• Reading passage

This invention relates to a method and apparatus for direct gasification of 
solid waste by heating solid waste materials continuously in the absence 
of air to high temperature to directly produce a high BTU gas, and more 
particularly to a method and apparatus which utilizes a rotary retort and 
a flash calciner for significantly improving the efficiency of the direct 
gasification process. 
BACKGROUND OF THE INVENTION 
Our society generates a tremendous amount of hydrocarbon and 
carbohydrate-based waste. Some wastes are easily segregated and recycled, 
while others are not. A variety of waste based on available technology 
cannot be economically recycled into a usable, saleable, clean, high BTU 
content gas. 
The United States generates over 200,000,000 tons per year of municipal 
solid waste (MSW). This waste contains many different types of carboneous 
materials like hydrocarbon based, carbohydrate and cellulose-based 
materials. 
MSW typically contains on a dry basis the following percentage of 
components: 
______________________________________ 
Volatile Matter 79.56% 
Fixed Carbon 9.98% 
Ash 20.46% 
C 45.52% 
H 5.75% 
N 0.29% 
O 37.79% 
S 0.19% 
______________________________________ 
EQU Cl 0.43-1.54% 
Some municipalities have installed plants that separate the burnable 
fraction from metals and other non-burnables. The burnable material is 
commonly called Refuse Derived Fuel (RDF). It contains leather, rubber, 
plastics, paper, yard waste, etc. 
The United States scraps about 10,000,000 automobiles per year. A large 
portion of the automobiles are shredded. After shredding, the non-metal 
portion is separated from the metallics in air classifiers or like means.

• Entries
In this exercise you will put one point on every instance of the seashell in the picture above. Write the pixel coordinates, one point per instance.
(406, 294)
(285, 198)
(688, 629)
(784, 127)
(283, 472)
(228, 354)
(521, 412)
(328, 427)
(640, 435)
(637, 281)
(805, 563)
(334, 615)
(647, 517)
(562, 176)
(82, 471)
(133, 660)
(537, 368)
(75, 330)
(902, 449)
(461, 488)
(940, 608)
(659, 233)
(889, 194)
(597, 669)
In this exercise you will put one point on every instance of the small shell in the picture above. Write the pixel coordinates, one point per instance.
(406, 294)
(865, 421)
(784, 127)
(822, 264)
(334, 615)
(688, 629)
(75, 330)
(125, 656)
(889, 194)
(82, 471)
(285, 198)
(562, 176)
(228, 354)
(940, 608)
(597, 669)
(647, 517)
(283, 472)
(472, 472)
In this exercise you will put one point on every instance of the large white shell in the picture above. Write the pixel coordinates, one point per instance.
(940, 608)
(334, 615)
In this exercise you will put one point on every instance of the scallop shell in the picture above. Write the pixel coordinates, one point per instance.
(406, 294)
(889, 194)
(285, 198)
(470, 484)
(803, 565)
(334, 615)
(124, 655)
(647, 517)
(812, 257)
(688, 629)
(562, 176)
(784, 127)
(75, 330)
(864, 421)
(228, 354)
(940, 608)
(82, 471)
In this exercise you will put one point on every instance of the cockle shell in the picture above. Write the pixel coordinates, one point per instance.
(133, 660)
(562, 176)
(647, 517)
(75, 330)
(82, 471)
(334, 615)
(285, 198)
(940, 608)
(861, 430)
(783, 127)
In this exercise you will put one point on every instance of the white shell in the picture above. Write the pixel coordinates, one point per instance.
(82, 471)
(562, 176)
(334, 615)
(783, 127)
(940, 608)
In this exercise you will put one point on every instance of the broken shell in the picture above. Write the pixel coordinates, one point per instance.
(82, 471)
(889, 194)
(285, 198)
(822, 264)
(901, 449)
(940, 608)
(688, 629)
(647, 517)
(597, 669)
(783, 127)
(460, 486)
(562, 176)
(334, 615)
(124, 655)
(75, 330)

• Tasks and exercises
A. From the waste gasification passage, extract everything from "This invention relates" down to "content gas.", and keep every word and mark unchanged.
B. For each statement, say whether it agrees with the waste gasification passage, and quote the words from the passage that settle it. (i) The United States produces more than 200,000,000 tons of municipal solid waste each year. (ii) The invention heats solid waste in the presence of air. (iii) About 1,000,000 automobiles are scrapped in the United States each year.
None of the lines have any bearing on what you are asked to do here.

• Completed exercise
A.
This invention relates to a method and apparatus for direct gasification of 
solid waste by heating solid waste materials continuously in the absence 
of air to high temperature to directly produce a high BTU gas, and more 
particularly to a method and apparatus which utilizes a rotary retort and 
a flash calciner for significantly improving the efficiency of the direct 
gasification process. 
BACKGROUND OF THE INVENTION 
Our society generates a tremendous amount of hydrocarbon and 
carbohydrate-based waste. Some wastes are easily segregated and recycled, 
while others are not. A variety of waste based on available technology 
cannot be economically recycled into a usable, saleable, clean, high BTU 
content gas.

B.
(i) Yes: "The United States generates over 200,000,000 tons per year of municipal solid waste (MSW)."
(ii) No: "heating solid waste materials continuously in the absence of air to high temperature"
(iii) No: "The United States scraps about 10,000,000 automobiles per year."